* GIVEN TEXT:
+-------+
Shortly after the call, he saw a vehicle matching that description with license tag number FDH-907
parked in the area. After determining that the hood of the vehicle was warm, he informed Detective
Bryden of his discovery.
Detective Jeff Bryden of the Chattanooga Police Department, who responded to the robbery
call, was contacted by Officer Milchak within fifteen minutes of his interview with Gifford at the
Pizza Hut. When Detective Bryden drove Gifford to the area where the suspect vehicle was located,
Gifford immediately identified the car as the getaway vehicle. The vehicle was towed to the police
department, searched, and processed for fingerprints. Detective Bryden found a registration in the
name of Lisa Harris, the girlfriend of the defendant's cousin, Jermaine Southers, and a probation
identification card that belonged to Jermaine Southers. After making the discovery, the detective
conducted interviews of both Southers and Ms. Harris, at which point, "the investigation pointed
towards the defendant."
According to Detective Bryden, he read a waiver of rights form to the defendant and the
defendant signed the form in his presence. When questioned about the robbery, the defendant
responded, "I did it." The defendant provided an audio taped statement, wherein he admitted that
he committed the robbery. He stated that he parked his cousin's car near the back door, walked into
the Pizza Hut, and pointed a .380 pistol at the clerk. The defendant acknowledged that the clerk
placed the money into a plastic bag and handed it to him. He stated that he disposed of the bag and
gun in a housing project on his way to the Boy's Club. During cross-examination, Detective Bryden
acknowledged that he could not recall if he had viewed the surveillance video from the Pizza Hut.
+-------+
* REQUESTS:
1. Answer these questions from the robbery investigation excerpt:
(a) What license tag number did the vehicle have?
(b) In whose name was the registration found in the vehicle?
(c) What kind of pistol did the defendant say he pointed at the clerk?
2. Print everything in the robbery investigation excerpt from "Shortly after the" down to "of his discovery.".
The records have no connection to the robbery investigation excerpt.

[Dataset items]
+-------+
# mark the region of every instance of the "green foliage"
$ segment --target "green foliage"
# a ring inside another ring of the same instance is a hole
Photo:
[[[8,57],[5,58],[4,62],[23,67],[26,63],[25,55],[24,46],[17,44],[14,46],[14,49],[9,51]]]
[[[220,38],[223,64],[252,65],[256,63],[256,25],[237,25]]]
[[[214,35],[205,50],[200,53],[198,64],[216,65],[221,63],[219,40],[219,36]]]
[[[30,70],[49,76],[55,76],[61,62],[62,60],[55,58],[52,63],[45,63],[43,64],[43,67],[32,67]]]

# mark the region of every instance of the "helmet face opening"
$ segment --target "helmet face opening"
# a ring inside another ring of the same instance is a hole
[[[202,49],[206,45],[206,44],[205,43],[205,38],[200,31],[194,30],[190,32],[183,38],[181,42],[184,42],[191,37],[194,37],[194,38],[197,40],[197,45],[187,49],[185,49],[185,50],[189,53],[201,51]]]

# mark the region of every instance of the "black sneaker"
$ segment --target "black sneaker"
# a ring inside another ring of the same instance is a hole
+-------+
* SOLUTIONS BY TASK:
1.
(a) FDH-907
(b) Lisa Harris
(c) A .380 pistol

2.
Shortly after the call, he saw a vehicle matching that description with license tag number FDH-907
parked in the area. After determining that the hood of the vehicle was warm, he informed Detective
Bryden of his discovery.